In Italia di quell’episodio oggi si ricorda il fatto che fu Silvio Berlusconi, allora premier, a determinare il voltafaccia. In Germania invece si continua a pensare che responsabile ne fu semplicemente l’Italia, anche perché da allora tutti i governi seguiti a Berlusconi hanno omesso gran parte degli impegni. Quel passaggio del 2011 torna attuale nella mente della Merkel ora che, di nuovo, in Europa si parla di grandi compromessi. Interventi in Italia o in Francia per mettere le due economie in condizioni di competere, in cambio di un po’ di più pazienza a Bruxelles. Un taglio di spesa e di tasse sulle imprese, insieme a nuove regole sul lavoro, in contropartita a una certa tolleranza sul deficit e sul debito pubblico.
▬▬▬
> _DA SVOLGERE_
• a. Riscrivi in forma più concisa il paragrafo dell'estratto che comincia con «In Italia di quell’episodio», conservandone i fatti principali.
• b. Riassumi l'estratto in due frasi.

> _SEZIONE DATI_
▬▬▬
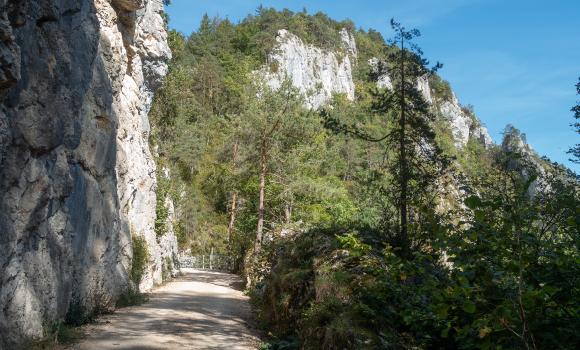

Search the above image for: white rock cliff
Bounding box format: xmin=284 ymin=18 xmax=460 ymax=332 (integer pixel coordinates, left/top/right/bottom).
▬▬▬
> _SOLUZIONI_
• a. In Italia si ricorda che a causare il voltafaccia fu Silvio Berlusconi, allora premier. In Germania si ritiene invece responsabile l’Italia, anche perché i governi successivi hanno omesso gran parte degli impegni. Quel passaggio del 2011 torna attuale per la Merkel ora che in Europa si riparla di grandi compromessi. Si tratta di interventi in Italia o in Francia per rendere competitive le due economie, con tagli di spesa e di tasse sulle imprese e nuove regole sul lavoro. In cambio ci sarebbero più pazienza a Bruxelles e una certa tolleranza su deficit e debito pubblico.

• b. Sul voltafaccia del 2011 in Italia si ricorda il ruolo di Berlusconi, mentre in Germania se ne attribuisce la responsabilità all’Italia, i cui governi successivi hanno omesso gran parte degli impegni. L’episodio torna attuale per la Merkel ora che in Europa si riparla di compromessi: tagli di spesa e di tasse sulle imprese e nuove regole sul lavoro in Italia o in Francia, in cambio di tolleranza su deficit e debito pubblico.